= Set problem 1 =
Copy the Lawrence of Arabia essay word for word, beginning at the words "Cautionary Tale for" and stopping after "our mind’s eye.".
= Set problem 2 =
Proceed with the Lawrence of Arabia essay from the point where it stops.

= Provided passage =

Wayne O’Leary

Cautionary Tale for Our Times

To those of a certain generation, myself included, the greatest motion picture ever made was without question the David Lean classic Lawrence of Arabia, winner of seven academy awards in 1962. Its stunning mix of cinematography, music, and brilliant acting indelibly imprinted an image of the Middle East and the man whose heroics shaped it that has never left our mind’s eye.

Now comes a book on the same subject destined to have as large an impact on the reading public as the film did on moviegoers. Scott Anderson’s Lawrence in Arabia: War, Deceit, Imperial Folly and the Making of the Modern Middle East (Random House, 2013) fills in the gaps and adds rich detail and analysis to the story. Recently released in paperback by Anchor Books (2014), Anderson’s treatise not only sets history straight, but goes a long way toward explaining why we’ve arrived at our current pass in that part of the world.

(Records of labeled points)
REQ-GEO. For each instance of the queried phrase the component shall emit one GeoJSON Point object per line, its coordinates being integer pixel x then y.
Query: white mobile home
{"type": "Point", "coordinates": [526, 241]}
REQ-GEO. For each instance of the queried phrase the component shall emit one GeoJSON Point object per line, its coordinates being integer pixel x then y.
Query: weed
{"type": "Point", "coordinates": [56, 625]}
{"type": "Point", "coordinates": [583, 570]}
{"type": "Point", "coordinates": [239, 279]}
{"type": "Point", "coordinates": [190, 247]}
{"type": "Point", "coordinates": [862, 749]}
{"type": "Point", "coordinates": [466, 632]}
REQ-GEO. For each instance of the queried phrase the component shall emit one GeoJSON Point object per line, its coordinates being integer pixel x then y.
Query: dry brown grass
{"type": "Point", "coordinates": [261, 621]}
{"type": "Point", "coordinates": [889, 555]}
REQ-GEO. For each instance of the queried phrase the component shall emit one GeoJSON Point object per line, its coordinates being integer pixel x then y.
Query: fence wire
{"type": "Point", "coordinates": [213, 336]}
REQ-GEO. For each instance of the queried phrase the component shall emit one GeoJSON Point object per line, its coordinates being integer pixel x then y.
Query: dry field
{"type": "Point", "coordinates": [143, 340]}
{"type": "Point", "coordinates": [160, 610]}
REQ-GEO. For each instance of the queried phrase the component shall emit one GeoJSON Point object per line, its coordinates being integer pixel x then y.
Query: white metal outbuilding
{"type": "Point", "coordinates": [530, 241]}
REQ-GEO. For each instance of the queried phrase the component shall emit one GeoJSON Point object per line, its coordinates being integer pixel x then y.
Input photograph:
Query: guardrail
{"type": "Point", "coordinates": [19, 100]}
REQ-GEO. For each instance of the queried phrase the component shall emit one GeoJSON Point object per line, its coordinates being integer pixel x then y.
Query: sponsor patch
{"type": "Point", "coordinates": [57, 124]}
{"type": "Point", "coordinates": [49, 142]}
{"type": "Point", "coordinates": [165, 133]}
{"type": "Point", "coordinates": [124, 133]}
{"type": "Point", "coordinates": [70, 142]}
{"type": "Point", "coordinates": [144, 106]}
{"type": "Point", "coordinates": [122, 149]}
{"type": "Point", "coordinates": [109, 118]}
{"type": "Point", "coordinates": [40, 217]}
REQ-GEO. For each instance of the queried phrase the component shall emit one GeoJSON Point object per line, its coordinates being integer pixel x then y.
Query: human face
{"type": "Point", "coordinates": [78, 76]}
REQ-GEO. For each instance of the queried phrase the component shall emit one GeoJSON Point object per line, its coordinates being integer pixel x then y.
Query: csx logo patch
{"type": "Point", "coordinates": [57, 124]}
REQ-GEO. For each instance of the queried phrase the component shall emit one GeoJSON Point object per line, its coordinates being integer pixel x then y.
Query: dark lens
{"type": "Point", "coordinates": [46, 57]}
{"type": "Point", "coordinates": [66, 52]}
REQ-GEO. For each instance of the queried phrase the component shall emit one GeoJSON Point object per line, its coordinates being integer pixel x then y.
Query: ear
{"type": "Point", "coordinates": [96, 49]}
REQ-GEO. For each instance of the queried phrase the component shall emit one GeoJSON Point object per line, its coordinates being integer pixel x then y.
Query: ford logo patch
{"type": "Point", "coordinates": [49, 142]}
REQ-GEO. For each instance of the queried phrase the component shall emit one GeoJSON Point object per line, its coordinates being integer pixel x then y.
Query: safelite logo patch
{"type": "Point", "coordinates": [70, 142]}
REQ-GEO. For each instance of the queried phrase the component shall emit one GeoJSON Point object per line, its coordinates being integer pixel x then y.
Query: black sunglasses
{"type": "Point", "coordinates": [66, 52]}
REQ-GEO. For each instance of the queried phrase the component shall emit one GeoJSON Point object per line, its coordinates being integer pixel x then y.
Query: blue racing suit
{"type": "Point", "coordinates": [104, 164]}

= Reply 1 =
Cautionary Tale for Our Times

To those of a certain generation, myself included, the greatest motion picture ever made was without question the David Lean classic Lawrence of Arabia, winner of seven academy awards in 1962. Its stunning mix of cinematography, music, and brilliant acting indelibly imprinted an image of the Middle East and the man whose heroics shaped it that has never left our mind’s eye.

= Reply 2 =
Anderson, brother of the esteemed journalist Jon Lee Anderson, whose reportage on Iraq and Afghanistan in the mid-2000s laid bare the Bush administration’s duplicitous war policies, employs a similar style of character-driven narrative combined with extensive evidentiary material — all presented with a keen appreciation for vivid anecdote and background context. In Scott Anderson’s case, the end result is a unique example of journalistic history combining the best of two disciplines.

The title notwithstanding, Lawrence in Arabia takes the form of a group biography revolving around the interwoven activities of four intelligence agents operating in the Middle Eastern provinces of the Ottoman (Turkish) Empire during World War I, when the Constantinople government was allied with the Central Powers of Germany and Austro-Hungary against Great Britain, France and (eventually) the US. Foremost of these shadowy figures was T. E. (Thomas Edward) Lawrence, a young, idealistic Anglo-Irish Arabist and Oxford-educated archaeologist based in prewar Syria.

Lawrence’s contemporaries and fellow protagonists were German scholar, diplomat and spy Curt Prüfer; Jewish pioneering agronomist and committed Zionist Aaron Aaronsohn; and American itinerant oilman and adventurer William Yale. Each of these extraordinary individuals, in his own way and for his own purposes, sought to shape developments in Palestine, Syria, Iraq, and Arabia as the Turkish-ruled Muslim region gradually broke apart under the weight of war.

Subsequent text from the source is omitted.